Data provided section start
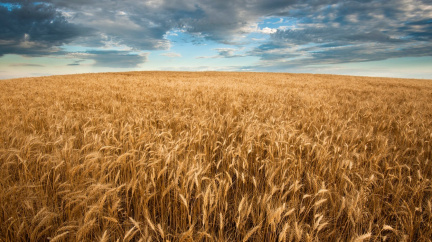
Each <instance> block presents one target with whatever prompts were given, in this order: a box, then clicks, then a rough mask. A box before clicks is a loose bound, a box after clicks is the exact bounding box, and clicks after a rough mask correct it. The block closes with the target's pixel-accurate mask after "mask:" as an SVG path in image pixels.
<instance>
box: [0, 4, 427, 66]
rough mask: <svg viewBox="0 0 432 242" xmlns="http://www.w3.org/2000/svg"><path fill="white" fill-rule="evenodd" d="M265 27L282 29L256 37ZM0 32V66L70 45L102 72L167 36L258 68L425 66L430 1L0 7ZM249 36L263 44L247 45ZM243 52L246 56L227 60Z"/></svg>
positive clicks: (61, 53) (241, 56)
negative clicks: (10, 60) (375, 62)
mask: <svg viewBox="0 0 432 242" xmlns="http://www.w3.org/2000/svg"><path fill="white" fill-rule="evenodd" d="M271 17H277V18H281V20H282V19H284V20H286V21H289V23H290V24H289V26H283V28H282V27H281V26H279V28H278V27H275V28H270V27H266V26H265V27H258V24H259V23H262V21H264V20H265V19H268V18H271ZM0 22H1V23H2V24H1V25H0V56H2V55H4V54H19V55H25V56H44V55H65V54H67V52H68V51H67V50H65V49H64V48H62V47H63V46H65V45H74V46H83V47H88V48H93V49H94V50H92V51H83V52H82V53H81V54H82V55H81V56H85V59H92V60H94V63H95V65H96V66H106V67H134V66H137V65H139V64H140V63H144V62H146V61H147V55H146V54H145V52H146V51H151V50H169V49H170V46H171V44H172V43H171V42H170V41H169V40H168V38H167V33H169V32H170V31H172V30H175V29H177V30H178V29H181V30H182V31H184V32H186V33H189V34H192V35H195V36H199V38H202V39H204V40H206V41H215V42H217V43H223V44H227V45H231V46H232V48H218V49H215V51H216V52H217V53H218V54H217V56H213V58H236V57H244V56H245V55H249V56H256V57H259V58H260V62H259V63H258V64H257V65H256V67H257V68H267V67H268V68H269V69H271V68H280V69H283V68H287V67H293V66H299V65H317V64H335V63H347V62H362V61H374V60H384V59H389V58H397V57H418V56H432V44H431V40H432V5H431V3H430V1H429V0H394V1H385V0H362V1H360V0H346V1H341V0H339V1H336V0H324V1H318V0H306V1H300V0H230V1H214V0H146V1H143V0H128V1H112V0H100V1H85V0H76V1H69V0H37V1H32V0H14V1H11V0H0ZM253 34H261V35H267V36H268V38H266V40H265V42H264V43H263V41H260V42H256V43H255V45H254V38H251V37H247V36H249V35H253ZM245 36H246V37H245ZM246 45H254V47H252V48H251V49H249V50H248V51H246V52H245V54H237V53H235V51H236V50H239V49H241V48H244V46H246ZM137 53H141V54H137ZM164 55H165V56H169V57H180V56H179V55H177V54H169V53H167V54H164ZM72 65H79V62H77V63H73V64H72Z"/></svg>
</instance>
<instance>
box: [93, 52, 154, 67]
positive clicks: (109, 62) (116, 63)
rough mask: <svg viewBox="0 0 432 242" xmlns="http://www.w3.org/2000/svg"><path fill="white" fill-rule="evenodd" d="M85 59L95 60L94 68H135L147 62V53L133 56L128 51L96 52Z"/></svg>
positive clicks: (132, 53)
mask: <svg viewBox="0 0 432 242" xmlns="http://www.w3.org/2000/svg"><path fill="white" fill-rule="evenodd" d="M86 54H87V55H85V57H86V58H87V59H91V60H94V61H95V63H94V66H99V67H112V68H134V67H137V66H139V65H140V64H142V63H145V62H146V61H147V56H148V54H147V53H144V54H133V53H130V52H128V51H116V50H94V51H87V52H86Z"/></svg>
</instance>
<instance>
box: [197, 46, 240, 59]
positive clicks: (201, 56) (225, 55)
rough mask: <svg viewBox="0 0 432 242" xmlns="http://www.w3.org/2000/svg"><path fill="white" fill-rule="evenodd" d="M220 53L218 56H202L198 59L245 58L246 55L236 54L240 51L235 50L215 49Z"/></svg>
mask: <svg viewBox="0 0 432 242" xmlns="http://www.w3.org/2000/svg"><path fill="white" fill-rule="evenodd" d="M214 50H216V51H217V52H218V54H217V55H214V56H200V57H197V59H214V58H236V57H245V55H239V54H235V52H236V51H238V49H234V48H216V49H214Z"/></svg>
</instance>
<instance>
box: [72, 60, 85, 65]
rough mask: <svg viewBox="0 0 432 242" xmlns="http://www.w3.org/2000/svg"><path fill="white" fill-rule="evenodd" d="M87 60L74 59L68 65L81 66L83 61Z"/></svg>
mask: <svg viewBox="0 0 432 242" xmlns="http://www.w3.org/2000/svg"><path fill="white" fill-rule="evenodd" d="M84 61H85V60H77V61H74V62H73V63H71V64H68V66H80V65H81V62H84Z"/></svg>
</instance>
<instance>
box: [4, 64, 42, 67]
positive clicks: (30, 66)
mask: <svg viewBox="0 0 432 242" xmlns="http://www.w3.org/2000/svg"><path fill="white" fill-rule="evenodd" d="M9 66H10V67H43V66H44V65H38V64H28V63H16V64H11V65H9Z"/></svg>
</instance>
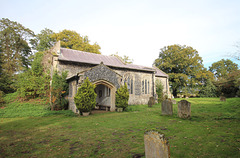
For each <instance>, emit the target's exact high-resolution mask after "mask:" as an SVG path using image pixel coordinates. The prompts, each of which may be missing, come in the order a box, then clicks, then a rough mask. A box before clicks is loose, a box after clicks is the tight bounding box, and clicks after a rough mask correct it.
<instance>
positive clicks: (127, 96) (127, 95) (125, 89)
mask: <svg viewBox="0 0 240 158" xmlns="http://www.w3.org/2000/svg"><path fill="white" fill-rule="evenodd" d="M128 99H129V92H128V88H127V83H125V84H124V86H120V88H118V90H117V93H116V107H118V108H123V110H124V109H125V108H127V107H128Z"/></svg>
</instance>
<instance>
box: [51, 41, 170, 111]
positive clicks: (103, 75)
mask: <svg viewBox="0 0 240 158" xmlns="http://www.w3.org/2000/svg"><path fill="white" fill-rule="evenodd" d="M51 53H52V54H53V56H52V65H51V66H52V68H51V71H52V73H53V71H55V70H57V71H58V72H62V71H68V77H67V81H68V83H69V96H68V100H69V109H70V110H72V111H74V112H77V113H78V110H77V108H76V106H75V103H74V96H75V95H76V93H77V89H78V87H80V86H81V83H83V81H84V79H85V78H87V77H88V78H89V80H90V81H91V82H92V83H94V84H95V85H96V89H95V91H96V93H97V98H96V102H97V105H100V106H103V107H105V108H107V109H110V111H115V93H116V91H117V89H118V88H119V87H120V86H121V85H124V84H125V83H127V86H128V90H129V101H128V103H129V105H139V104H147V103H148V101H149V98H150V97H155V98H157V95H156V87H155V86H156V82H159V81H161V83H162V84H163V86H164V92H165V93H166V94H168V96H170V95H171V94H170V92H169V84H168V75H167V74H165V73H164V72H162V71H161V70H159V69H158V68H156V67H145V66H140V65H134V64H126V63H124V62H123V61H122V60H121V59H119V58H118V57H115V56H105V55H101V54H94V53H88V52H83V51H78V50H72V49H66V48H61V47H60V42H59V43H57V44H56V45H55V46H54V47H53V48H52V49H51Z"/></svg>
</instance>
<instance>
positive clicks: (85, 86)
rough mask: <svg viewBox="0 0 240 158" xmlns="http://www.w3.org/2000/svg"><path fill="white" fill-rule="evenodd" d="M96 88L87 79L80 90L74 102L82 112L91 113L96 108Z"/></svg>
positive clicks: (94, 86)
mask: <svg viewBox="0 0 240 158" xmlns="http://www.w3.org/2000/svg"><path fill="white" fill-rule="evenodd" d="M95 88H96V86H95V85H94V84H92V83H91V82H90V81H89V79H88V77H87V78H86V79H85V80H84V82H83V84H82V85H81V87H80V88H79V89H78V91H77V94H76V96H75V97H74V102H75V104H76V106H77V108H78V110H79V111H80V112H90V111H91V110H92V109H93V108H94V107H95V106H96V97H97V94H96V92H95V91H94V90H95Z"/></svg>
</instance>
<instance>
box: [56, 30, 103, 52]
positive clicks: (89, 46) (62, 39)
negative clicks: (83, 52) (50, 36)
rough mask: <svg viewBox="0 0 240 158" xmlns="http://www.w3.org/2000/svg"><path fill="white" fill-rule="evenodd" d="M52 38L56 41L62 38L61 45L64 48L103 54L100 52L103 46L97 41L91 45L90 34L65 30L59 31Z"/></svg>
mask: <svg viewBox="0 0 240 158" xmlns="http://www.w3.org/2000/svg"><path fill="white" fill-rule="evenodd" d="M52 38H53V39H54V40H55V41H59V40H60V41H61V47H64V48H69V49H75V50H80V51H86V52H91V53H96V54H101V52H100V49H101V47H100V46H99V45H98V44H97V43H94V44H93V45H91V44H90V41H89V39H88V36H84V37H82V36H81V35H80V34H78V33H77V32H76V31H71V30H63V31H61V32H59V33H55V34H53V35H52Z"/></svg>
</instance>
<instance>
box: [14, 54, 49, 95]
mask: <svg viewBox="0 0 240 158" xmlns="http://www.w3.org/2000/svg"><path fill="white" fill-rule="evenodd" d="M43 55H44V53H43V52H37V53H36V54H35V57H34V60H33V62H32V66H31V68H30V69H27V70H26V71H24V72H23V73H20V74H19V75H18V78H17V81H16V87H17V91H18V94H19V96H20V97H22V98H24V99H28V98H36V97H46V96H48V94H49V81H50V75H49V74H48V73H45V72H44V71H43V65H42V63H41V62H42V58H43Z"/></svg>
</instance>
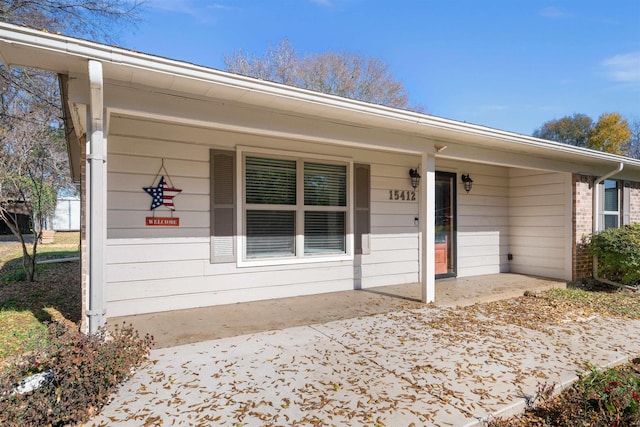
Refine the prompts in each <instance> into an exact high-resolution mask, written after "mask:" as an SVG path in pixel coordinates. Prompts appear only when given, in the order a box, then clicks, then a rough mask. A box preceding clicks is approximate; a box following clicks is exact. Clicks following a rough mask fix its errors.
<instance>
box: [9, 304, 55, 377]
mask: <svg viewBox="0 0 640 427" xmlns="http://www.w3.org/2000/svg"><path fill="white" fill-rule="evenodd" d="M0 325H2V327H1V328H0V342H1V343H2V345H1V346H0V361H4V360H7V359H8V358H10V357H14V356H16V355H20V354H22V353H24V352H28V351H32V350H33V349H34V348H36V347H37V346H38V345H40V344H41V343H42V338H43V337H42V333H43V332H44V331H45V330H46V326H45V325H44V324H42V322H40V321H39V320H38V319H36V318H35V316H34V315H33V313H32V312H30V311H25V310H23V311H18V310H11V309H2V310H0ZM1 367H2V364H1V363H0V368H1Z"/></svg>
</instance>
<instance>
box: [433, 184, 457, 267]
mask: <svg viewBox="0 0 640 427" xmlns="http://www.w3.org/2000/svg"><path fill="white" fill-rule="evenodd" d="M435 184H436V185H435V187H436V215H435V217H436V242H435V251H434V253H435V269H436V271H435V273H436V278H437V279H439V278H443V277H455V275H456V174H455V173H449V172H436V182H435Z"/></svg>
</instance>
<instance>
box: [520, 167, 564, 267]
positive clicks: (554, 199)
mask: <svg viewBox="0 0 640 427" xmlns="http://www.w3.org/2000/svg"><path fill="white" fill-rule="evenodd" d="M570 179H571V176H570V175H568V174H562V173H551V172H541V171H527V170H523V169H512V170H511V179H510V197H509V202H510V210H509V211H510V215H511V223H510V235H511V238H510V252H511V253H512V254H513V260H512V261H511V263H510V264H511V272H513V273H522V274H532V275H539V276H545V277H552V278H557V279H566V278H567V277H566V275H567V268H568V267H567V263H569V264H568V265H569V266H570V263H571V258H570V256H569V257H567V255H568V253H567V250H568V249H567V248H568V247H567V245H570V242H571V230H570V228H568V221H569V220H570V217H569V218H568V217H567V216H568V215H571V212H570V207H571V193H570V187H569V186H568V185H567V182H568V181H567V180H569V181H570Z"/></svg>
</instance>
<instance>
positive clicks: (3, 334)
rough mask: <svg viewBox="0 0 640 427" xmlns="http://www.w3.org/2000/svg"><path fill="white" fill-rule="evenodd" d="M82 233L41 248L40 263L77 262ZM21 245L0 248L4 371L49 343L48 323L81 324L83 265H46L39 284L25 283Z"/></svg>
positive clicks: (0, 295)
mask: <svg viewBox="0 0 640 427" xmlns="http://www.w3.org/2000/svg"><path fill="white" fill-rule="evenodd" d="M79 239H80V237H79V233H56V237H55V240H54V243H52V244H49V245H38V259H55V258H69V257H77V256H79V254H80V251H79ZM21 258H22V248H21V246H20V243H18V242H2V243H0V367H1V366H4V365H6V363H8V360H9V359H12V358H15V357H18V356H19V355H20V354H22V353H24V352H28V351H30V349H31V348H32V347H33V346H34V345H37V344H39V343H40V342H41V340H42V339H46V334H45V335H44V338H43V333H42V332H43V330H45V329H46V325H44V322H49V321H51V320H57V321H61V322H70V323H73V324H77V323H79V322H80V320H81V310H82V306H81V290H80V286H81V284H80V263H79V262H78V261H73V262H64V263H54V264H41V265H38V266H37V267H36V270H37V273H36V281H35V282H33V283H28V282H25V281H24V280H25V274H24V271H23V270H22V265H21Z"/></svg>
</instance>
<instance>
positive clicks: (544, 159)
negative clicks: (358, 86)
mask: <svg viewBox="0 0 640 427" xmlns="http://www.w3.org/2000/svg"><path fill="white" fill-rule="evenodd" d="M0 59H1V60H2V61H3V62H4V63H5V64H7V65H17V66H27V67H34V68H41V69H46V70H49V71H53V72H56V73H58V74H62V75H68V76H69V77H70V78H74V76H86V74H87V61H88V60H89V59H95V60H98V61H100V62H101V63H102V64H103V73H104V78H105V80H110V81H118V82H124V83H125V84H131V85H144V86H146V87H149V88H153V90H155V91H156V92H158V93H167V94H180V95H181V96H187V97H193V98H197V99H205V100H213V101H215V102H225V103H231V104H234V105H242V106H245V107H247V106H248V107H250V108H253V109H258V110H267V109H268V110H271V111H278V112H280V113H282V114H287V115H292V116H297V117H312V118H314V119H315V120H323V122H324V124H325V125H327V126H331V124H332V123H334V124H336V125H338V124H339V125H344V124H351V125H357V126H358V127H364V128H367V129H383V130H384V131H386V132H393V133H396V134H401V135H406V136H407V137H410V139H411V140H412V144H413V148H414V149H415V150H416V152H427V153H432V154H436V148H435V146H436V145H446V146H447V149H446V150H444V151H443V152H442V153H441V154H438V156H441V157H443V158H453V159H467V160H470V159H471V160H478V161H483V162H490V163H495V164H503V165H511V164H513V163H512V160H511V159H512V158H513V156H520V157H521V158H522V159H525V160H526V159H535V160H536V162H535V163H536V164H537V165H546V167H547V168H548V169H550V170H561V171H565V172H575V173H580V172H582V173H588V174H594V175H602V174H604V173H607V172H608V171H610V170H612V169H613V168H614V167H615V166H617V165H618V164H619V163H620V162H622V163H624V164H625V168H624V170H623V171H622V173H620V174H619V175H617V177H618V178H623V179H636V180H637V179H638V178H639V177H640V161H639V160H635V159H630V158H626V157H621V156H616V155H612V154H607V153H601V152H596V151H592V150H586V149H581V148H577V147H573V146H568V145H566V144H560V143H555V142H551V141H545V140H541V139H537V138H533V137H529V136H525V135H519V134H515V133H510V132H505V131H501V130H496V129H491V128H487V127H483V126H477V125H472V124H468V123H462V122H457V121H453V120H448V119H443V118H439V117H435V116H430V115H425V114H419V113H414V112H409V111H403V110H398V109H393V108H388V107H384V106H379V105H373V104H368V103H364V102H359V101H354V100H349V99H344V98H340V97H336V96H332V95H326V94H321V93H316V92H311V91H308V90H304V89H298V88H293V87H289V86H285V85H281V84H277V83H272V82H267V81H262V80H257V79H252V78H248V77H243V76H239V75H234V74H230V73H226V72H222V71H218V70H214V69H210V68H206V67H201V66H197V65H193V64H189V63H185V62H180V61H174V60H170V59H166V58H162V57H156V56H151V55H146V54H142V53H138V52H134V51H128V50H125V49H120V48H116V47H111V46H105V45H101V44H97V43H93V42H89V41H85V40H79V39H74V38H69V37H64V36H60V35H56V34H50V33H45V32H40V31H36V30H32V29H28V28H24V27H19V26H14V25H10V24H4V23H2V24H0ZM390 148H391V147H390ZM516 165H519V166H522V165H521V164H518V163H516ZM537 167H539V166H537Z"/></svg>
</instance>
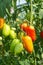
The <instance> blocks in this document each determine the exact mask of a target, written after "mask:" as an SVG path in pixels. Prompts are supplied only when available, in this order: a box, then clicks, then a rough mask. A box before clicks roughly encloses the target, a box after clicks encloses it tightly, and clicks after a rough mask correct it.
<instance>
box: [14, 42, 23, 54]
mask: <svg viewBox="0 0 43 65" xmlns="http://www.w3.org/2000/svg"><path fill="white" fill-rule="evenodd" d="M22 50H23V44H22V43H20V44H17V45H16V46H15V49H14V54H19V53H21V52H22Z"/></svg>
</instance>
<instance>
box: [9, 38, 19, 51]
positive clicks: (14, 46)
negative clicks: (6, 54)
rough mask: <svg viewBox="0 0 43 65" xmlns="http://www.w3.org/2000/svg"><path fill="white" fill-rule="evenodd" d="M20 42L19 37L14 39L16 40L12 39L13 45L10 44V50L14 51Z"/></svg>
mask: <svg viewBox="0 0 43 65" xmlns="http://www.w3.org/2000/svg"><path fill="white" fill-rule="evenodd" d="M19 43H20V40H19V39H14V40H13V41H12V43H11V45H10V51H11V52H14V48H15V46H16V45H17V44H19Z"/></svg>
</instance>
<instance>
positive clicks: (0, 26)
mask: <svg viewBox="0 0 43 65" xmlns="http://www.w3.org/2000/svg"><path fill="white" fill-rule="evenodd" d="M4 22H5V20H4V19H3V18H0V29H2V28H3V26H4Z"/></svg>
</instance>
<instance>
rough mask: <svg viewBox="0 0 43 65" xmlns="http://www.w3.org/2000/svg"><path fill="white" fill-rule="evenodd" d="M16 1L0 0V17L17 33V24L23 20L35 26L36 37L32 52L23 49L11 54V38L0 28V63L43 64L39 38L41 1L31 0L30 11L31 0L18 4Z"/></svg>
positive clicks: (41, 8) (11, 64)
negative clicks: (4, 33) (15, 54)
mask: <svg viewBox="0 0 43 65" xmlns="http://www.w3.org/2000/svg"><path fill="white" fill-rule="evenodd" d="M16 2H17V0H3V1H2V0H0V17H3V18H4V19H5V20H6V23H7V24H9V25H10V27H11V28H12V29H14V31H15V32H16V33H17V34H18V32H19V31H20V32H21V30H20V27H19V24H21V23H23V21H24V20H25V21H27V23H28V25H33V26H34V27H35V29H36V36H37V39H36V41H35V42H34V43H33V45H34V52H33V53H32V54H29V53H28V52H27V51H26V50H25V49H24V50H23V51H22V53H20V54H19V55H13V54H12V53H11V52H10V50H9V48H10V47H9V46H10V43H11V42H12V39H10V38H9V37H6V38H5V37H4V36H3V35H2V30H0V65H43V38H40V32H41V30H43V4H42V3H43V1H42V0H32V13H31V4H30V3H31V0H26V3H24V4H22V5H18V6H17V5H16ZM12 10H13V11H12ZM31 15H32V17H31ZM22 16H23V17H22ZM31 18H32V19H31ZM17 19H18V20H17ZM31 20H32V22H31ZM15 28H16V30H15Z"/></svg>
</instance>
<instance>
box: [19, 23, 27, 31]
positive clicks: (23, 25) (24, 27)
mask: <svg viewBox="0 0 43 65" xmlns="http://www.w3.org/2000/svg"><path fill="white" fill-rule="evenodd" d="M25 27H27V23H26V22H24V23H22V24H21V25H20V28H21V29H22V30H23V29H24V28H25Z"/></svg>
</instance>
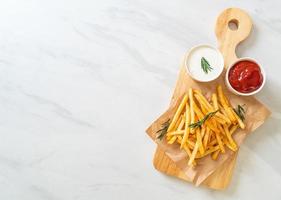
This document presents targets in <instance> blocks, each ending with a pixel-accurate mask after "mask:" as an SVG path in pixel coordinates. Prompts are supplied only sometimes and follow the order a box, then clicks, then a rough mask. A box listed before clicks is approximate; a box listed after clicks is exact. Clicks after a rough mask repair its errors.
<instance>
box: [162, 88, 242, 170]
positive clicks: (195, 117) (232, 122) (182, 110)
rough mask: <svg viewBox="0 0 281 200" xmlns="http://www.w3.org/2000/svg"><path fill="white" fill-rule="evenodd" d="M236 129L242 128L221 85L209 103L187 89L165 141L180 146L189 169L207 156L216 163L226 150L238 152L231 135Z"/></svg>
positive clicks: (190, 88) (196, 93)
mask: <svg viewBox="0 0 281 200" xmlns="http://www.w3.org/2000/svg"><path fill="white" fill-rule="evenodd" d="M212 113H214V114H212ZM208 114H210V115H208ZM207 115H208V116H207ZM238 127H240V128H242V129H243V128H245V124H244V122H243V121H242V120H241V119H240V118H239V116H238V115H237V114H236V113H235V111H234V109H233V108H232V107H231V104H230V102H229V100H228V99H227V97H226V96H225V94H224V93H223V91H222V87H221V86H220V85H219V86H218V87H217V93H213V94H212V96H211V100H210V101H209V100H208V99H207V98H206V97H205V96H204V95H203V94H202V92H201V91H200V90H196V89H194V90H193V89H191V88H190V89H189V90H188V93H187V94H185V95H184V97H183V99H182V100H181V102H180V104H179V106H178V108H177V110H176V112H175V115H174V117H173V118H172V122H171V123H170V125H169V127H168V131H167V133H166V141H167V143H168V144H174V143H175V142H176V143H177V144H179V147H180V149H183V150H184V151H185V152H186V154H187V156H188V158H189V160H188V165H189V166H195V165H196V164H197V159H201V158H203V157H205V156H208V155H210V157H211V158H212V159H213V160H217V159H218V156H219V154H220V153H225V151H226V148H229V149H230V150H232V151H237V150H238V145H237V144H236V142H235V140H234V139H233V137H232V135H233V134H234V132H235V131H236V130H237V128H238Z"/></svg>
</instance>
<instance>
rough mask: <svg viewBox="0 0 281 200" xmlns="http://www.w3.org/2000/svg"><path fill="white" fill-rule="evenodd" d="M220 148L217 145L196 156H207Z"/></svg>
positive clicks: (197, 156) (196, 156)
mask: <svg viewBox="0 0 281 200" xmlns="http://www.w3.org/2000/svg"><path fill="white" fill-rule="evenodd" d="M219 149H220V147H219V145H217V146H215V147H211V148H209V149H208V150H207V151H206V152H205V153H204V154H203V155H198V156H196V157H195V158H203V157H205V156H207V155H209V154H211V153H213V152H215V151H217V150H219Z"/></svg>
Data provided section end
--- Work task ---
Match on "accurate" and report each line of the data above that has it.

--- Solution to this problem ---
Each <instance> block presents one target with whatever prompts were given, in this order: a box, then clicks, then a rough mask. A box before clicks is a loose bound, a box after clicks is the exact bounding box, and clicks after a rough mask correct it. The block closes with the target's pixel-accurate mask after "mask:" as an SVG path in image pixels.
This document presents targets in <instance> blocks, each ending with a pixel-accurate mask after "mask:" as an SVG path in pixel coordinates. Prompts are supplied only sometimes and follow the order a box, then clicks, then a rough mask. A box listed before clicks is approximate; a box listed after clicks is exact. Clicks after a rough mask repair its errors.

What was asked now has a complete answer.